### Data supplied
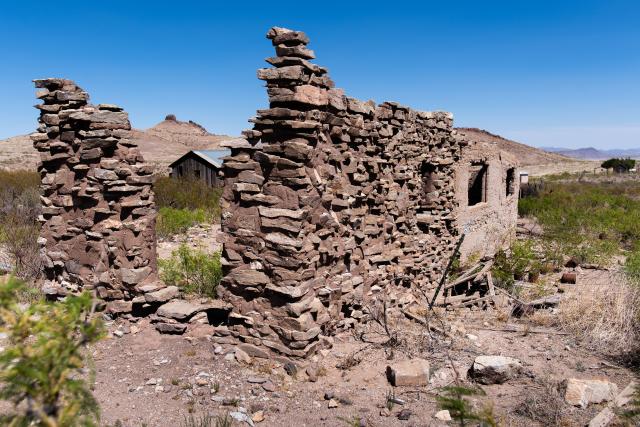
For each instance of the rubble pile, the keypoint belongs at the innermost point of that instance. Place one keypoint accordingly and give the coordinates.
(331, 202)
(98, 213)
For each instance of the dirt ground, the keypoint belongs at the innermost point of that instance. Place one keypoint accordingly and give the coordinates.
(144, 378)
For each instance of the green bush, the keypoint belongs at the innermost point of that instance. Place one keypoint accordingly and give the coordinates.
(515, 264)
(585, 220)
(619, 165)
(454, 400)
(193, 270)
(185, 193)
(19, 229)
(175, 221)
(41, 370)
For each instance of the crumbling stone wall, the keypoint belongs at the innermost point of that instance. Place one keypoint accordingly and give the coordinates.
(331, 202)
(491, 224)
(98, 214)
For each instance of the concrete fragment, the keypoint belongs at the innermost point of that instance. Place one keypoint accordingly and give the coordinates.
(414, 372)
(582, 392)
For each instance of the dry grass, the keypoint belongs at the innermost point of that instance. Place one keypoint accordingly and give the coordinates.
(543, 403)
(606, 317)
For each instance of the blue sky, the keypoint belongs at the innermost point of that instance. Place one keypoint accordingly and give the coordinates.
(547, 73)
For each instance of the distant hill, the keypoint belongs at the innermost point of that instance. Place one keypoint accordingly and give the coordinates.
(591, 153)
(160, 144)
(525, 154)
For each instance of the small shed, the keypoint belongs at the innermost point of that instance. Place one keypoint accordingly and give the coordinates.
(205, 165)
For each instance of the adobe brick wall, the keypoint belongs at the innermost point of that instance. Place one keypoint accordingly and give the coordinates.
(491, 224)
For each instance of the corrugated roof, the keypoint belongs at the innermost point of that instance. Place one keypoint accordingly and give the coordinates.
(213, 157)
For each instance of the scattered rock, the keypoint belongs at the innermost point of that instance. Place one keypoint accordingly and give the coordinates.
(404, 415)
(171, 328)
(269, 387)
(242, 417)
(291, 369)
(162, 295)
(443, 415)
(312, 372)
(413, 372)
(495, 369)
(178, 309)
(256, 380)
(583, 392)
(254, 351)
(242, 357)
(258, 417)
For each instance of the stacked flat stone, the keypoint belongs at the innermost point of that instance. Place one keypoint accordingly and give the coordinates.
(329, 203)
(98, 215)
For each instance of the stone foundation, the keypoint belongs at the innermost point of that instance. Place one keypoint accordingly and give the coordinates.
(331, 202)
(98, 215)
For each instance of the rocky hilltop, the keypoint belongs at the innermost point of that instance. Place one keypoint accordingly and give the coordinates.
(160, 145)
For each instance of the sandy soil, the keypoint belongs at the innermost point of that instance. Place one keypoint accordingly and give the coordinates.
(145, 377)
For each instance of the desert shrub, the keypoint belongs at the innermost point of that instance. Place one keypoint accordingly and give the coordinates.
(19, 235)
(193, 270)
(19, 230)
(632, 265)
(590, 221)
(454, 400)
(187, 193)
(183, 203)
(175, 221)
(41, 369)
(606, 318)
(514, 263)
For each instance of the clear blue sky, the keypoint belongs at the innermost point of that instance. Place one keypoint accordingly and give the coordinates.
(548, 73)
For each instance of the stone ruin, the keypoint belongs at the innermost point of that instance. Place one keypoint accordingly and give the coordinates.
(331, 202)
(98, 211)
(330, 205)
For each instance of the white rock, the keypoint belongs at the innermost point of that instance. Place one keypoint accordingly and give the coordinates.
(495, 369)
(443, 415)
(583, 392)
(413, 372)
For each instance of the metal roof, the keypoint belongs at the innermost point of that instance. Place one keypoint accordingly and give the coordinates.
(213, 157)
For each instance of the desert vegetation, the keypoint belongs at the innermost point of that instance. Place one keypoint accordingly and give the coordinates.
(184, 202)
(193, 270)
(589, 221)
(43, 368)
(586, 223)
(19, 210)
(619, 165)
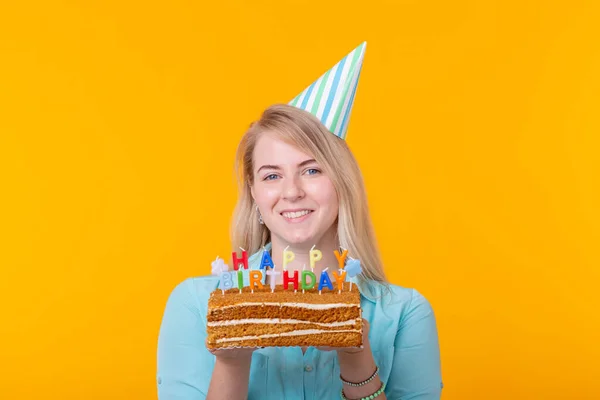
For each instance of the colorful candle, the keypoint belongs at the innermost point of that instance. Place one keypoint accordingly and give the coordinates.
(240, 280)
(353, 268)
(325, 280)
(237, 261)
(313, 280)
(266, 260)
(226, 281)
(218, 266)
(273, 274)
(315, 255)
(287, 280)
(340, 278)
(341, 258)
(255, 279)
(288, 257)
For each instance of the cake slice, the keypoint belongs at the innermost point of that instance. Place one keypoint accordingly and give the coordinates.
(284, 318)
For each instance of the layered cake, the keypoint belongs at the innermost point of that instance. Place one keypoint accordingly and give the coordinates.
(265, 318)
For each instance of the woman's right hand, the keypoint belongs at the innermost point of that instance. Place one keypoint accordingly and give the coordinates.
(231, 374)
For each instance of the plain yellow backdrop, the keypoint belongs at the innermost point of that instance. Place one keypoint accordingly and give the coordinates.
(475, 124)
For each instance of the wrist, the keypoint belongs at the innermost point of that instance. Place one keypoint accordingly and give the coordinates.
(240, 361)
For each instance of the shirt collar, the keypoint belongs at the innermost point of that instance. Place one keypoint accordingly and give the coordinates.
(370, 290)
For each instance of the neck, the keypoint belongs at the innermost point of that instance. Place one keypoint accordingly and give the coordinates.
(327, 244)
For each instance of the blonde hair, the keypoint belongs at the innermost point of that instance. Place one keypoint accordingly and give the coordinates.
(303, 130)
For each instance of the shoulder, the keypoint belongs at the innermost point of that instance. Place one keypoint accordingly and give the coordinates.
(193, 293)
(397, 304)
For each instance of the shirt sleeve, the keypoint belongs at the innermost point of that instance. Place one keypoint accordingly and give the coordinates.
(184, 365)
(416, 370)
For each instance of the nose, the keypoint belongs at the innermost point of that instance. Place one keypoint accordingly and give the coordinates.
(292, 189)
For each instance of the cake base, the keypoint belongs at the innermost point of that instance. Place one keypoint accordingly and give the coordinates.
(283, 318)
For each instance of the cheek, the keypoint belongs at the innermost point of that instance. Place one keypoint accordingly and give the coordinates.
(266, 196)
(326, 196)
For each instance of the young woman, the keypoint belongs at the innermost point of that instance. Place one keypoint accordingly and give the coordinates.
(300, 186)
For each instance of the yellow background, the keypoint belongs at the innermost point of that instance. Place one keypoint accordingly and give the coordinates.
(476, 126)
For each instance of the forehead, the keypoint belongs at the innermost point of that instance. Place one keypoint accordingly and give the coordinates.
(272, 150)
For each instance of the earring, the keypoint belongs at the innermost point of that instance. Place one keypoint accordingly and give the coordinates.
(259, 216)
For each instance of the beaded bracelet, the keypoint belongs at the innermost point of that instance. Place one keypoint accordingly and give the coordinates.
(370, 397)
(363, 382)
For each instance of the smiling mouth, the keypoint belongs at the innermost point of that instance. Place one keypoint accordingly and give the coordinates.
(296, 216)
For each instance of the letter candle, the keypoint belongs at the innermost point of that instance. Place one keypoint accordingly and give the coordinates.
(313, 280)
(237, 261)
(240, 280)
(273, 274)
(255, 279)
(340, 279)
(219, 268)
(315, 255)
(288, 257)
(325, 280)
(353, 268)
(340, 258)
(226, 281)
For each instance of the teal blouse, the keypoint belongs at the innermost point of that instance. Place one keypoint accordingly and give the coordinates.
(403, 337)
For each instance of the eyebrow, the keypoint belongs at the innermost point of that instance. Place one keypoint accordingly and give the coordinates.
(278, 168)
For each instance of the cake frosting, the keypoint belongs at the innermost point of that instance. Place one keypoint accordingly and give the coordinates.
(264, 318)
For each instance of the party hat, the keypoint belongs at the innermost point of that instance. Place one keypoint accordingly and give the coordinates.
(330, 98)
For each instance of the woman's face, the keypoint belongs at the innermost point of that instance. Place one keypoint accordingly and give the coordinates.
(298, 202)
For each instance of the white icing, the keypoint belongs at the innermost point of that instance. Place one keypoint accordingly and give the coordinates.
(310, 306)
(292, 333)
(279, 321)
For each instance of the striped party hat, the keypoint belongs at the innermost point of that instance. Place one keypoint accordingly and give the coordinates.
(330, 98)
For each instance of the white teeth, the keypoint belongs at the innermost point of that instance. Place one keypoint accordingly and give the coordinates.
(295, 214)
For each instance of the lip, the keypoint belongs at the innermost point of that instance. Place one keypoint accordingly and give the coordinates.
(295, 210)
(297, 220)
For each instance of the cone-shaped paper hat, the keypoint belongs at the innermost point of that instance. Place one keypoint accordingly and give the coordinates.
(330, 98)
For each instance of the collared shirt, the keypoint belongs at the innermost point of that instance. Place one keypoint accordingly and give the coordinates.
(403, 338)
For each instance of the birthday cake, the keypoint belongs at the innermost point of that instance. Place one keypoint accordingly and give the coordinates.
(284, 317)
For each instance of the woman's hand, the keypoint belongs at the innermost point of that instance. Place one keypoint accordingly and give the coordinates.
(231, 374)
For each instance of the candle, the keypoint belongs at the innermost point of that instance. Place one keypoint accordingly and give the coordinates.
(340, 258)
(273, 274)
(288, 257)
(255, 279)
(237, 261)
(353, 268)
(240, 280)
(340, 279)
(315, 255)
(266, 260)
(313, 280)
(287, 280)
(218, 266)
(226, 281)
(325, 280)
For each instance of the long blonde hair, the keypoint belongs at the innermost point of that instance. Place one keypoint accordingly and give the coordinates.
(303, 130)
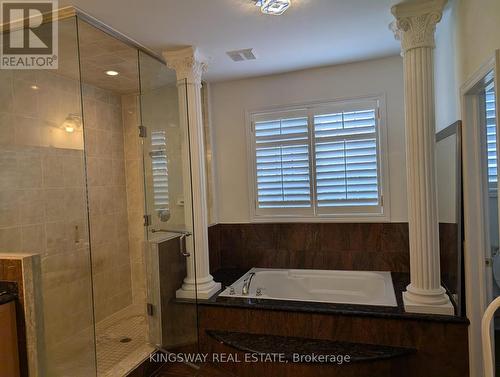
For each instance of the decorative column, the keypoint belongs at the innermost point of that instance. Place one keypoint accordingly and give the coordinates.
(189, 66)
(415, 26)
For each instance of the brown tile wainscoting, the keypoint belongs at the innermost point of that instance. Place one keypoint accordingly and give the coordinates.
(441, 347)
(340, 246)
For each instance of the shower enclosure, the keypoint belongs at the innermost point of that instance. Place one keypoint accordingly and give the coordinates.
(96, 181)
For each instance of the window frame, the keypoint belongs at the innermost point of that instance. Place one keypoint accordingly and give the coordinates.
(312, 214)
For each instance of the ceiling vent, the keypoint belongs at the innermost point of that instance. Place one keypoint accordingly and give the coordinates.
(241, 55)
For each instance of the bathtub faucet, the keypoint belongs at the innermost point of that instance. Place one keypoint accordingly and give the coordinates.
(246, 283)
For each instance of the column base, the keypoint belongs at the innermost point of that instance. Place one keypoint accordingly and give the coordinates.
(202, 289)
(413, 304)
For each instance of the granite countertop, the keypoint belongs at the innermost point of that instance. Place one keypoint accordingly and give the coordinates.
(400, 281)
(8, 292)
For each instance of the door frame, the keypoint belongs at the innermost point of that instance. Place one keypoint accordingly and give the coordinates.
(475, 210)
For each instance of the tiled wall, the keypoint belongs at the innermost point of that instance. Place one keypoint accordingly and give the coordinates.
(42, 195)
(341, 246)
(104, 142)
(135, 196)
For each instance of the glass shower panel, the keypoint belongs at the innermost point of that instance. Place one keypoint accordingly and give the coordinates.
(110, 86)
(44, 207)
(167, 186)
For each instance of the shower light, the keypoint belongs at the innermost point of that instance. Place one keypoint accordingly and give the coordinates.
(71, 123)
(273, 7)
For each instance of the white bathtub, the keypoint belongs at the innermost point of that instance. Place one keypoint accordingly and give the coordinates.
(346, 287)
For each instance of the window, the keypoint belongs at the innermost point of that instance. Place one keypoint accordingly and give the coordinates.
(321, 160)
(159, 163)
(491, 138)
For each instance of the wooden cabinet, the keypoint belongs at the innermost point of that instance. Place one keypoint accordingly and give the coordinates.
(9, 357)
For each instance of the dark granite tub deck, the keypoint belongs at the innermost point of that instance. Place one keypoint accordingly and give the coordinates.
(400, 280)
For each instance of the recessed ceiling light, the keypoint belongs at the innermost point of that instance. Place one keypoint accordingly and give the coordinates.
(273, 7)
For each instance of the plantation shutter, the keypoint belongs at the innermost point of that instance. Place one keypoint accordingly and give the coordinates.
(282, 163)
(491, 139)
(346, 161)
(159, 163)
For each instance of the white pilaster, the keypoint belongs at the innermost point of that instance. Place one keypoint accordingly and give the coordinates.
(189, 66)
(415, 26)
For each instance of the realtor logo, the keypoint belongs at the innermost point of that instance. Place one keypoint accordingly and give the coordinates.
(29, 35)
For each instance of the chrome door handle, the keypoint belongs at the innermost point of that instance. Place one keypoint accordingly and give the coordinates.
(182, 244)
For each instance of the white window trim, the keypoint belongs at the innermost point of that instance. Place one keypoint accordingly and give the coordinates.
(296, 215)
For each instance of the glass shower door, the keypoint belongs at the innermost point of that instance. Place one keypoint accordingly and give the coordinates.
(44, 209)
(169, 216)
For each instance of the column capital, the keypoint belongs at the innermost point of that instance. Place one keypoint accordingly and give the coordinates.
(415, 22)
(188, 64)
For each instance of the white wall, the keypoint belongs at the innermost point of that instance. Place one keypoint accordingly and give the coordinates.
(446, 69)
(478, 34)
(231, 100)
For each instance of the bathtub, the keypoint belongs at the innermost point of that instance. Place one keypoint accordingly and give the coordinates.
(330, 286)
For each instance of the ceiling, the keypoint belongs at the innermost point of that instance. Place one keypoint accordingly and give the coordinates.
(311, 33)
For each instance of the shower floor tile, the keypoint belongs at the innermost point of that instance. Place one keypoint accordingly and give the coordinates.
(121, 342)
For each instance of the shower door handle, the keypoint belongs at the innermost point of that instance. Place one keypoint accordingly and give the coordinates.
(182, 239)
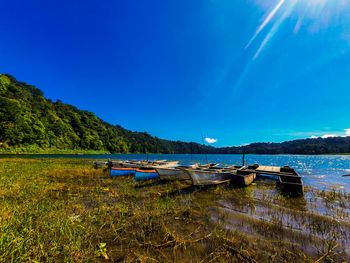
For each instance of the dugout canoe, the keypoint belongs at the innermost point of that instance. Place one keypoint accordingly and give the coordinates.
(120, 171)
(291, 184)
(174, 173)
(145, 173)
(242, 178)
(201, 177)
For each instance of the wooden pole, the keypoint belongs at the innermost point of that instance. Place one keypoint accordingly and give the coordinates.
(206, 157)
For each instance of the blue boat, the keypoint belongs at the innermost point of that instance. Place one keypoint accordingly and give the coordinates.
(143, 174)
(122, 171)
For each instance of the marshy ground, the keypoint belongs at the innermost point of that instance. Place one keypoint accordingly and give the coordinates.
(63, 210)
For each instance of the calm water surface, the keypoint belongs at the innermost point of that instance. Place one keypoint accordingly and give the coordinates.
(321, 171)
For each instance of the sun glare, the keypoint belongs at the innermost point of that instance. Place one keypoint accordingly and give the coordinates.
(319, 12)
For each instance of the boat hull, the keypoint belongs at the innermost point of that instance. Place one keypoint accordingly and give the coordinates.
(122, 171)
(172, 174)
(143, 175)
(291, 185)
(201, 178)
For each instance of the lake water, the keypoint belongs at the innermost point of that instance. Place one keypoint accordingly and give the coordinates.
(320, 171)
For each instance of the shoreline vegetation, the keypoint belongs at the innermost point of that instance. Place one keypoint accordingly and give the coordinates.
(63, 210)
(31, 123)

### Instructions for the task
What are the lines from the one with "For each instance of the blue boat, the" through the last line of the records above? Quote them exactly and add nothing.

### Written answer
For each instance of the blue boat, the keypoint belongs at the innermost point of that instance. Place one keypoint accordingly and give the coordinates.
(143, 174)
(122, 171)
For each instance of the marshy ground, the keypoint belongs at the innermost point of that instance. Place one keypoint accordingly and give the coordinates.
(63, 210)
For each instance of the calm water surface, the keypoint belongs at the innermost point of that instance. Place one keypoint accordingly and give the coordinates.
(321, 171)
For each instance of the sun glare, the keypoint belongs at the innermost point of that instance. Place one keypoint accordingly and give the coordinates.
(319, 12)
For each instance of the boat hull, the keypoint belongs at the innermost point of that instance. Place one keypoint accordingly and give the coordinates.
(122, 171)
(172, 174)
(143, 175)
(291, 185)
(201, 178)
For each instance of the lake water, the keypoint belongs at the innermost point of that instance. Place one keypoint accordingly and give the coordinates.
(320, 171)
For each instance of the shoreline vegetation, the keypoint belongs at the innermost point of that instance. Place one keypoint accordingly and give the coordinates.
(63, 210)
(31, 123)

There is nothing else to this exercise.